**What the exercise asks:** Every entry below should be reproduced exactly; no picture is to be included.

(Input data)

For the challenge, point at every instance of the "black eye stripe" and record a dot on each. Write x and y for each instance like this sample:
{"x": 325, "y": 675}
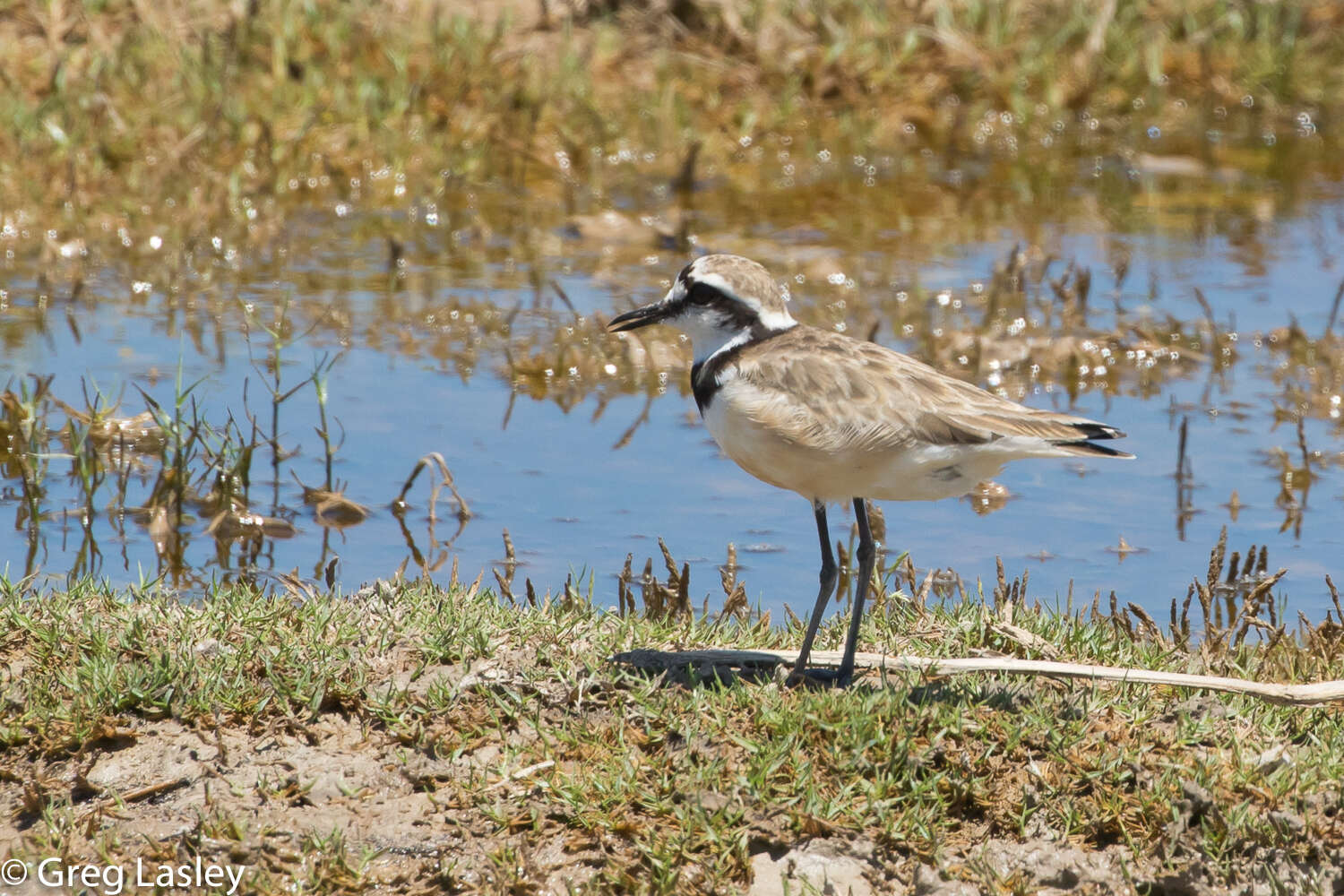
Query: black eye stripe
{"x": 706, "y": 295}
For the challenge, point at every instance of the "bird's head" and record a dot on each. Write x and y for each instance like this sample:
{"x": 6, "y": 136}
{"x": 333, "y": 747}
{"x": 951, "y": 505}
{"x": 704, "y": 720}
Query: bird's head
{"x": 717, "y": 300}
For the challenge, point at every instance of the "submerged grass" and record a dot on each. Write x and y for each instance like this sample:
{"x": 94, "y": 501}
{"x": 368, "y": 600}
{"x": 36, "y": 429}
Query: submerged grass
{"x": 526, "y": 758}
{"x": 217, "y": 116}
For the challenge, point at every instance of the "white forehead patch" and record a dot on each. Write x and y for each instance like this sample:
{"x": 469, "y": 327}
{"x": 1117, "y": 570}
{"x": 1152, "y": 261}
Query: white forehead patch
{"x": 773, "y": 319}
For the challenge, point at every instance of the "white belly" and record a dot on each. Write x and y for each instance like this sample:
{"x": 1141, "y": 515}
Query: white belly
{"x": 917, "y": 473}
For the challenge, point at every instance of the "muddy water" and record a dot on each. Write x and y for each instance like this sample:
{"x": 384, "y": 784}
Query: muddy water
{"x": 470, "y": 324}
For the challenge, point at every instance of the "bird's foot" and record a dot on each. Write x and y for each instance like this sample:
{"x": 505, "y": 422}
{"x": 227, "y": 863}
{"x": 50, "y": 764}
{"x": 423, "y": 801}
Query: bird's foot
{"x": 819, "y": 678}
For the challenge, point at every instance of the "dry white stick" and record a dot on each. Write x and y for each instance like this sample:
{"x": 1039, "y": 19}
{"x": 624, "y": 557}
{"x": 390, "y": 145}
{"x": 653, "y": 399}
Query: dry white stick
{"x": 521, "y": 772}
{"x": 1303, "y": 694}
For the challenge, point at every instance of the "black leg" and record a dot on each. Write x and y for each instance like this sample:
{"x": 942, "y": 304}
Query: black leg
{"x": 828, "y": 583}
{"x": 867, "y": 554}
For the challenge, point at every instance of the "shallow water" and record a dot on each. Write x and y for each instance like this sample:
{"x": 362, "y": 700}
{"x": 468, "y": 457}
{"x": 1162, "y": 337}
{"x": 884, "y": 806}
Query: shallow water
{"x": 445, "y": 351}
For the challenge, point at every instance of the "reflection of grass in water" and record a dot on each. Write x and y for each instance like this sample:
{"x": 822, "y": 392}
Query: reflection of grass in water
{"x": 513, "y": 724}
{"x": 237, "y": 113}
{"x": 191, "y": 468}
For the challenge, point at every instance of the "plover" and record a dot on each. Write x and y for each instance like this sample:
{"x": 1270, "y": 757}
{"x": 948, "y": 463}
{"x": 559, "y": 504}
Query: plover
{"x": 839, "y": 419}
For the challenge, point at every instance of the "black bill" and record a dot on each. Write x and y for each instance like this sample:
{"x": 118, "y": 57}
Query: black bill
{"x": 637, "y": 319}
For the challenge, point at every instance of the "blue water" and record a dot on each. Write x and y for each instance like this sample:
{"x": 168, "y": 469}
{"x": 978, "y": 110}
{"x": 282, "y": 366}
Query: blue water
{"x": 574, "y": 503}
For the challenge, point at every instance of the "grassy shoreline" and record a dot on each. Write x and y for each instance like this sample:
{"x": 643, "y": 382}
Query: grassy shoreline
{"x": 226, "y": 118}
{"x": 411, "y": 737}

(End Input data)

**Solution below:**
For the challenge, point at every instance of the "black eye stripe" and record a dot on each. Write x and y for each instance like this sample:
{"x": 325, "y": 675}
Query: black eye stripe
{"x": 706, "y": 295}
For the challenge, point at every instance of the "bird's head" and record a dot on each. Write x and y for each instance like this sample:
{"x": 6, "y": 136}
{"x": 333, "y": 747}
{"x": 951, "y": 505}
{"x": 704, "y": 720}
Query: bird's head
{"x": 717, "y": 300}
For the challenge, point at every instance of the "submerged grass" and record a dot on each. Write x and y for each instance like this sample:
{"x": 94, "y": 501}
{"x": 368, "y": 600}
{"x": 36, "y": 429}
Query: submerged grass
{"x": 526, "y": 758}
{"x": 217, "y": 116}
For the challenge, point at every instance of the "white forehead patch" and record a dot on each. Write x and y for each instance like this sample:
{"x": 469, "y": 327}
{"x": 1117, "y": 570}
{"x": 1152, "y": 261}
Query: white forehead patch
{"x": 773, "y": 319}
For the challenge, point at every instance of the "white belly" and record a dot on each. Write x and y for each instance like this sample:
{"x": 1141, "y": 515}
Query: white belly
{"x": 917, "y": 473}
For the challenge, point at every instance of the "muddy water" and record a dot on each. Write x and y for each instance like this sample:
{"x": 384, "y": 784}
Query: muddy water
{"x": 470, "y": 324}
For the challenge, point at every instance of the "bird's foot" and record a dot on each. Write x and y for each instance like this sample:
{"x": 505, "y": 422}
{"x": 227, "y": 863}
{"x": 50, "y": 764}
{"x": 423, "y": 801}
Query: bird's foot
{"x": 819, "y": 678}
For the challenge, point at every instance of the "dry white stick" and record a dot on each. Write x and y for each instance like this sample:
{"x": 1039, "y": 19}
{"x": 624, "y": 557}
{"x": 390, "y": 145}
{"x": 653, "y": 399}
Query: dry white stick
{"x": 521, "y": 772}
{"x": 1303, "y": 694}
For the challenge, point at every instance of the "black leg" and record a dot on each. Write x and y for each instance like this sample:
{"x": 942, "y": 304}
Query: black leg
{"x": 828, "y": 583}
{"x": 867, "y": 554}
For the challenge, point at every instance of the "shallow water" and record a dot on each. Write x and y for each instance like this sample:
{"x": 362, "y": 700}
{"x": 468, "y": 457}
{"x": 1162, "y": 337}
{"x": 884, "y": 806}
Query: shallow water
{"x": 445, "y": 351}
For the challenge, point at every instance of the "reflection of grass in water" and record a dot on each. Write x and y for each instance like this sample:
{"x": 822, "y": 392}
Query: reflection of grass in water
{"x": 513, "y": 724}
{"x": 237, "y": 113}
{"x": 191, "y": 468}
For the challenge, point at every instance of the "plover" and record a dot on each. Write x and y for each instance like this sample:
{"x": 1270, "y": 757}
{"x": 948, "y": 463}
{"x": 559, "y": 504}
Query: plover
{"x": 839, "y": 419}
For the challenge, point at every instance of the "black bill" and record a dot on each. Write x and y for each instance like this sample:
{"x": 118, "y": 57}
Query: black bill
{"x": 637, "y": 319}
For the challenge, point at every instance of the "blue water" and record a dot on each. Write x and y for each instance like this sample:
{"x": 168, "y": 469}
{"x": 978, "y": 110}
{"x": 282, "y": 366}
Query: blue water
{"x": 574, "y": 503}
For the challenge, point at every instance of the "grassy shoreline" and record a dot on each. Write x and y for each instance like this sample:
{"x": 643, "y": 382}
Query: grassy shoreline
{"x": 226, "y": 118}
{"x": 411, "y": 737}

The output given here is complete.